§ Instruction
Sift the records and copy every line that contains the string "spoiler", treating uppercase and lowercase letters as different.

§ The records

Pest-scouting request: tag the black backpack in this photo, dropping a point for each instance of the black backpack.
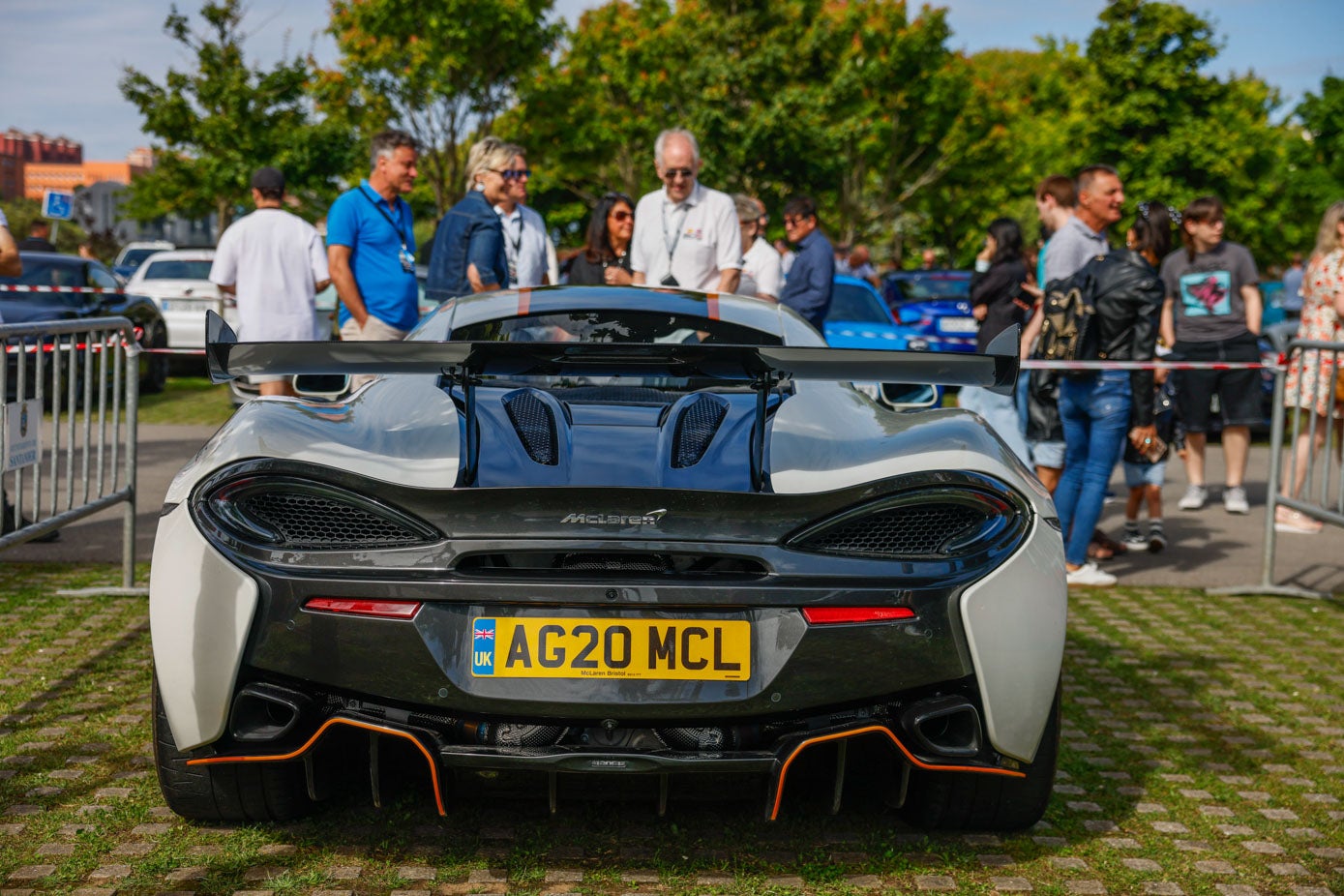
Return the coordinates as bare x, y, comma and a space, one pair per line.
1067, 312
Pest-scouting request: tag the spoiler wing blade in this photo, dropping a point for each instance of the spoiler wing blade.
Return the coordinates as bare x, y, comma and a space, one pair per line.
226, 359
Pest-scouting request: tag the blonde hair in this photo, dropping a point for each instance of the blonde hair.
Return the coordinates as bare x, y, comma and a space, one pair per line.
1329, 237
490, 153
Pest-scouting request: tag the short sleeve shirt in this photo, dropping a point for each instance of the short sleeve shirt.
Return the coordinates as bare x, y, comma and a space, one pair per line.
761, 270
375, 232
1071, 248
275, 259
695, 241
1206, 293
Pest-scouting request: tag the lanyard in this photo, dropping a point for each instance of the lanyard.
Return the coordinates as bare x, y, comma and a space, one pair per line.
382, 211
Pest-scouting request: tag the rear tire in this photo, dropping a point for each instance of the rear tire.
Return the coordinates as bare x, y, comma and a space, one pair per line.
968, 801
232, 792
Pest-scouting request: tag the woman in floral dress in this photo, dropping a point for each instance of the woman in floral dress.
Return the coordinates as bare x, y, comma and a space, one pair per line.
1310, 376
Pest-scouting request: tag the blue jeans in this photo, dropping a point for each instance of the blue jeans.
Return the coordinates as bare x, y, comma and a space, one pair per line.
1001, 412
1095, 417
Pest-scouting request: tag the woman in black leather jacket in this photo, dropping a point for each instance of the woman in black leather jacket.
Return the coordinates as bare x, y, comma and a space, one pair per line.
1099, 410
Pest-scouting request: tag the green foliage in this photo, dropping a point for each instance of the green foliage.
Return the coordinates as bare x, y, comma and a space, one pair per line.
442, 72
215, 125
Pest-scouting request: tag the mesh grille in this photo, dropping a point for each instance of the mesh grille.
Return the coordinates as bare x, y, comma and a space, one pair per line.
615, 562
695, 429
317, 522
535, 426
916, 529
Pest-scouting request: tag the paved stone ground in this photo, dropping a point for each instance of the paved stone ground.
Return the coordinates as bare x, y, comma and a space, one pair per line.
1203, 753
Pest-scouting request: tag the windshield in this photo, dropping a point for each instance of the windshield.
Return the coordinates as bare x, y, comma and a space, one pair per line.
916, 287
179, 269
852, 303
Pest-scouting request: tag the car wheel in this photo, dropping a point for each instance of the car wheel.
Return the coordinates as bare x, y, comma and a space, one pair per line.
237, 792
154, 369
952, 801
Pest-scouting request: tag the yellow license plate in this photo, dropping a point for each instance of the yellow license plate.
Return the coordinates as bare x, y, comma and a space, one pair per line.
559, 647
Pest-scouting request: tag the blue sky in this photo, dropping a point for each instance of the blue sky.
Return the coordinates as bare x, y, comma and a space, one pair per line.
61, 59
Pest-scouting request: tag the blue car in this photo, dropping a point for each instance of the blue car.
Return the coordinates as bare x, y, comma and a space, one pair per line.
936, 305
859, 318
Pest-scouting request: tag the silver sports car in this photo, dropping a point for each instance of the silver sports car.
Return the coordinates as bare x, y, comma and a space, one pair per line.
609, 531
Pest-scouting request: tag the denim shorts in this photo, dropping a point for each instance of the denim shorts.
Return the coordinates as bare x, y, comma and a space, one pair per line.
1137, 474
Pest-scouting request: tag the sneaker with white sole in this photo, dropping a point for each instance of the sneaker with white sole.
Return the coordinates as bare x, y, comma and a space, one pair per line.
1194, 498
1090, 574
1133, 539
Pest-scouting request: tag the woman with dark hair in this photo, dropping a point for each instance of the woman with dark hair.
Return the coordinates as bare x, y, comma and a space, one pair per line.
607, 255
998, 303
1104, 410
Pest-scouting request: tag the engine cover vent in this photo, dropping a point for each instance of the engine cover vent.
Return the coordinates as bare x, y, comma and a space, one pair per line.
534, 421
695, 429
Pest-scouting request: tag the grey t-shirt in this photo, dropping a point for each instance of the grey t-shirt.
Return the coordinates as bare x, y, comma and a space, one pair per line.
1208, 291
1071, 248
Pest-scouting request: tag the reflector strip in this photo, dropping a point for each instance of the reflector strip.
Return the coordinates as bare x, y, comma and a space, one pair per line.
384, 609
832, 615
877, 730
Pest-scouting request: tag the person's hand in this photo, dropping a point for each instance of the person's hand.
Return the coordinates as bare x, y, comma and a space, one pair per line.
1141, 436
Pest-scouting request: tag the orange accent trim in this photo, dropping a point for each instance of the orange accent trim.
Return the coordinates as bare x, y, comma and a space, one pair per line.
382, 730
870, 730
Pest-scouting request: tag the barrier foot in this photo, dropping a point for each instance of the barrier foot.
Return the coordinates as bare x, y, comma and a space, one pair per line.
1273, 591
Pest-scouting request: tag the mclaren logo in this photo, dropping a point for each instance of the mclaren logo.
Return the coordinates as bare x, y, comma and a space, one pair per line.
615, 519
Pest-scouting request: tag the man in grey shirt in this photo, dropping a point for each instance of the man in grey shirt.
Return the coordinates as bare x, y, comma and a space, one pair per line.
1084, 235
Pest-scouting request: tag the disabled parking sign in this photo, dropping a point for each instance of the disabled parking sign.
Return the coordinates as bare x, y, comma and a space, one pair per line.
57, 204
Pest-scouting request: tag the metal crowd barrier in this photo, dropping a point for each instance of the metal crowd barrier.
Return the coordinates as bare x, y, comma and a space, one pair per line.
68, 438
1322, 497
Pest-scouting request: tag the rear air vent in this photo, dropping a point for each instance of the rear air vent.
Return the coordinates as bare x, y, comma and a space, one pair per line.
937, 524
535, 425
695, 428
300, 515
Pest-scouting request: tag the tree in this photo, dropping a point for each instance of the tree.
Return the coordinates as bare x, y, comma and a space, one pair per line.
218, 124
442, 72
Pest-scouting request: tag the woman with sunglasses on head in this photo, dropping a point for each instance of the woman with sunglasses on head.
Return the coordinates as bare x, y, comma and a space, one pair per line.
607, 254
1102, 411
469, 254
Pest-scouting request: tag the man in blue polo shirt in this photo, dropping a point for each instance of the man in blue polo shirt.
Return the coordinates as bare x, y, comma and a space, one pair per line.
372, 246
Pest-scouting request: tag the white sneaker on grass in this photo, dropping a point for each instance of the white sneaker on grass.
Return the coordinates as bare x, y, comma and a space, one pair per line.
1194, 498
1090, 575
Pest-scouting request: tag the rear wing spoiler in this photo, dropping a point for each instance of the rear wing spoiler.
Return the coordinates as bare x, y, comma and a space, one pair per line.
226, 359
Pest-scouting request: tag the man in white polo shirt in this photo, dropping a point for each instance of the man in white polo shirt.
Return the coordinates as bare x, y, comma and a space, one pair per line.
686, 234
275, 263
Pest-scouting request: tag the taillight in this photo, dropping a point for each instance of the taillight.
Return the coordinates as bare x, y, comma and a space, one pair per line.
838, 615
382, 609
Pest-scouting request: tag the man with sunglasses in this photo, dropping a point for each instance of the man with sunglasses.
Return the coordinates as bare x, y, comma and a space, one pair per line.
686, 234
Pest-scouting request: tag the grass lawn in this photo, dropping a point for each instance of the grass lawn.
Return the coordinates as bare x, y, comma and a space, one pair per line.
1203, 753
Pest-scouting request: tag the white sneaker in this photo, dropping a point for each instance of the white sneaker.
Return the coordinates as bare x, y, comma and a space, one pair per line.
1135, 540
1194, 498
1090, 574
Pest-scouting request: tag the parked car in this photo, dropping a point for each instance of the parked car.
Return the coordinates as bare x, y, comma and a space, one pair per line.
87, 289
608, 531
936, 304
134, 254
178, 281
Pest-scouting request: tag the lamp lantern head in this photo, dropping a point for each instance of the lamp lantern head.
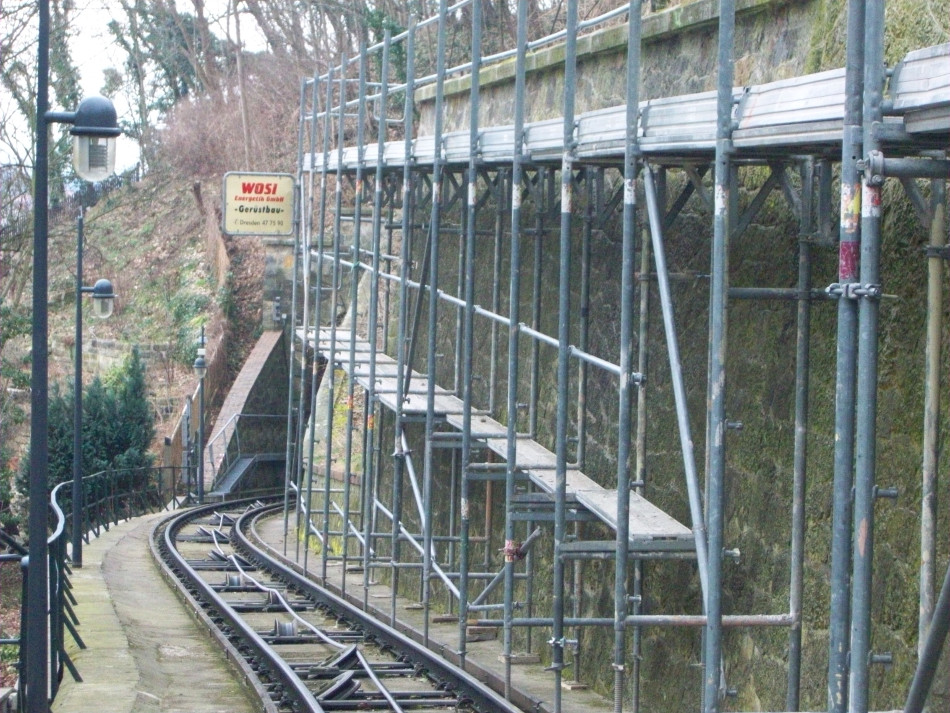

§ Solved exercise
Pest-scouting request: tag the spoiler wing blade in this photo, dropping a point for each instance of the spoiler wing blade.
Pest-scouting request: tag the rear wing spoiler in this photo, dropping a point for each instance of the rear wing spoiler.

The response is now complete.